-- DEINE AUFGABE --
Schreib den folgenden Artikel über Cyber-Grooming weiter und setze direkt nach seinem letzten Satz ein.

-- VORGEGEBENER TEXT --
Cyber-GroomingWie Kinder vor sexuellen Angriffen im Netz geschützt werden können
Köln – Vieles, was sich die elf Jahre alte Lisa im echten Leben wünscht, findet sie im Chatfenster: Zuwendung, Aufmerksamkeit und das Gefühl, etwas Besonderes zu sein. Denn einer schreibt ihr immer wieder. Vielleicht nennt er sich Tim. Er ist neugierig, will alles über sie wissen: wie die Schule war, welche Musik sie hört, wie der Streit mit den Eltern weiterging. Lisa vertraut Tim.
Jeden Tag werden Kinder konfrontiert
Auch, als er fragt, ob sie ihm ein Foto von sich schickt – gerne mit weniger Kleidung. Sie schickt es ihm, obwohl es sich komisch anfühlt. Dass Tim nicht 13 ist, wie er sagt, kann sie nicht wissen. Was er mit dem Foto anstellt, auch nicht. Vielleicht schickt er es weiter, vielleicht will er irgendwann mehr als nur ein Bild von ihr.

-- VORLIEGENDE DATEN --
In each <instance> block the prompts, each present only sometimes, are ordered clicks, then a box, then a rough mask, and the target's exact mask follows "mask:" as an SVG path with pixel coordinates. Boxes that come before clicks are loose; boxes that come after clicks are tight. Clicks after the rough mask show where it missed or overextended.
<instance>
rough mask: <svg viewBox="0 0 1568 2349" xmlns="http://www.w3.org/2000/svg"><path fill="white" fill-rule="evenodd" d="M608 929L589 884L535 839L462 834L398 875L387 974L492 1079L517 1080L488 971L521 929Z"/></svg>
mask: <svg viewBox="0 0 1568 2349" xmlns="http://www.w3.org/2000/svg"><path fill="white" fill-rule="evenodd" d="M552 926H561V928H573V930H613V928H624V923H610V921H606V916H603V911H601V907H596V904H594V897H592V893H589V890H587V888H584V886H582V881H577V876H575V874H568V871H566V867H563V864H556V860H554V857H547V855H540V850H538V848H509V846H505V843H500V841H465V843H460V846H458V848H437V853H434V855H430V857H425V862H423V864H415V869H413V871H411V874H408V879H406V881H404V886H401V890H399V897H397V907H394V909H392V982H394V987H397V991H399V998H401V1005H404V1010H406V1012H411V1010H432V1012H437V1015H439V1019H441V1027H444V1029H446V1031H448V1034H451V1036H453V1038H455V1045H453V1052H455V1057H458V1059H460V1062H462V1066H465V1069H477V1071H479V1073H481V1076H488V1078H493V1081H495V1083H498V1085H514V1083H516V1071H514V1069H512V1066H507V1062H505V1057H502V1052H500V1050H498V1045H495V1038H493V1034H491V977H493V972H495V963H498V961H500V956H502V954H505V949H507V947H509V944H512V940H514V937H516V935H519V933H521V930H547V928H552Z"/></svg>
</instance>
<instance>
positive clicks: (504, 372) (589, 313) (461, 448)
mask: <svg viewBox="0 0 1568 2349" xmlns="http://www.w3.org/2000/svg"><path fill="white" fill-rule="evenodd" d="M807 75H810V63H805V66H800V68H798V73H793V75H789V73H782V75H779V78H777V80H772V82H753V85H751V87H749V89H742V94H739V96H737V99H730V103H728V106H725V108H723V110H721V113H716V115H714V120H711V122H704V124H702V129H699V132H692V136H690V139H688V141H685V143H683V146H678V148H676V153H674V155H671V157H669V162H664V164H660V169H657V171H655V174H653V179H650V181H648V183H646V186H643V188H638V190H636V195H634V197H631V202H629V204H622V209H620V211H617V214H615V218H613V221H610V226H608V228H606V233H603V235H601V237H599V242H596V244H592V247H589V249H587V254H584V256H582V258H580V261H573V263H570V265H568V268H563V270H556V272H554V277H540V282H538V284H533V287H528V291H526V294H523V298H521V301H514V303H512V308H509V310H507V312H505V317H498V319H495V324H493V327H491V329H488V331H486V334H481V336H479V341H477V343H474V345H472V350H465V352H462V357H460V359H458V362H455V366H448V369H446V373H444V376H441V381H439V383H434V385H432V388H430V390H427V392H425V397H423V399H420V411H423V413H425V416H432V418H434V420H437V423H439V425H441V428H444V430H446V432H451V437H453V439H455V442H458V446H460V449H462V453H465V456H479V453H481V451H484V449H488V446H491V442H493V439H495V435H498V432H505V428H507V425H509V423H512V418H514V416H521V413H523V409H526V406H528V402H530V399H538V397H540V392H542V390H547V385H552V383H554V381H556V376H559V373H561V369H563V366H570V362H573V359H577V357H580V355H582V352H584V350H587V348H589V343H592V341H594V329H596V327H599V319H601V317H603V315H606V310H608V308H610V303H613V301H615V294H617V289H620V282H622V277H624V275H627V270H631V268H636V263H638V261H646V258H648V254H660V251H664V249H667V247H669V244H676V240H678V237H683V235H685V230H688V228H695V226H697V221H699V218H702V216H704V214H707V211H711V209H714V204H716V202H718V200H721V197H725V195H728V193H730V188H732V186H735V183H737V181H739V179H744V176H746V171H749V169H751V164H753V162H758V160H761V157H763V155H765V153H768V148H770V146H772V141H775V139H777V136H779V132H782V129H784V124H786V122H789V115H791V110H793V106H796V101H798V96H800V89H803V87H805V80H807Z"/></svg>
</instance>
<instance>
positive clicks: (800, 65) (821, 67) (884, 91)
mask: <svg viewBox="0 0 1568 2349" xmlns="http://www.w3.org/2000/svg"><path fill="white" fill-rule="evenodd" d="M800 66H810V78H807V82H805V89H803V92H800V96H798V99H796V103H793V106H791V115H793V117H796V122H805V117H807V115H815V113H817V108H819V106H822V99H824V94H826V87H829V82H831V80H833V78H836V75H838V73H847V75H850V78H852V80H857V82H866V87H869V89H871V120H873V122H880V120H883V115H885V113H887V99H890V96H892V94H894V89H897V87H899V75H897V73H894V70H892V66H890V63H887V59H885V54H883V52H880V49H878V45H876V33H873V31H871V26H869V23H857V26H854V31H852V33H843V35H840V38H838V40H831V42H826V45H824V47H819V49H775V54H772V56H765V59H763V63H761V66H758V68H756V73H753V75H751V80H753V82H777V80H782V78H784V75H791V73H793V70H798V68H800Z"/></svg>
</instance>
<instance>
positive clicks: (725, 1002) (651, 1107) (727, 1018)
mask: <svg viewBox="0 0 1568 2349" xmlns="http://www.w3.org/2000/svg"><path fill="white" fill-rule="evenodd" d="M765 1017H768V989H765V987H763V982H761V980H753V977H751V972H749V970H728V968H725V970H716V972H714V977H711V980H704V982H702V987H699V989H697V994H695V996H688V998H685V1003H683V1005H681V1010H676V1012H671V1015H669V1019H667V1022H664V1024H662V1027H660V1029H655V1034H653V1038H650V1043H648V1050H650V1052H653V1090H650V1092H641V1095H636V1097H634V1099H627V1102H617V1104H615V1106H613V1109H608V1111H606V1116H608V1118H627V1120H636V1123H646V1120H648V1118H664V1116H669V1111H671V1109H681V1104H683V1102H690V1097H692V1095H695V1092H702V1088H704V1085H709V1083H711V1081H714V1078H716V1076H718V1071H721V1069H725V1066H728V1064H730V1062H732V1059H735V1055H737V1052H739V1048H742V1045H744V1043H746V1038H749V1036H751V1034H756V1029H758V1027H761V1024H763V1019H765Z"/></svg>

-- ANTWORT ZUR AUFGABE --
Was zwischen der erfundenen Lisa und ihrem Chatpartner passiert, nennt sich „Cyber-Grooming“ und beschreibt die gezielte Kontaktaufnahme zu Kindern oder Jugendlichen im Internet mit sexuellen Absichten. Jeden Tag werden Kinder damit konfrontiert.
Ausmaß kaum einzuschätzen
Tobias Schmid, Leiter der Landesanstalt für Medien (LfM) NRW sagt, das genaue Ausmaß des Phänomens sei kaum einzuschätzen. Die Übergriffe werden in der Kriminalstatistik nicht gesondert erfasst und beschränken sich nicht auf einzelne Plattformen. „Wir können sagen: Überall dort, wo Kinder im Internet öffentlich miteinander kommunizieren, sind auch potenzielle Täter unterwegs“, so Schmid. Bei der LfM NRW arbeiten Medienpädagoginnen und -pädagogen an Präventions- und Aufklärungskampagnen für mehr Sicherheit im Netz.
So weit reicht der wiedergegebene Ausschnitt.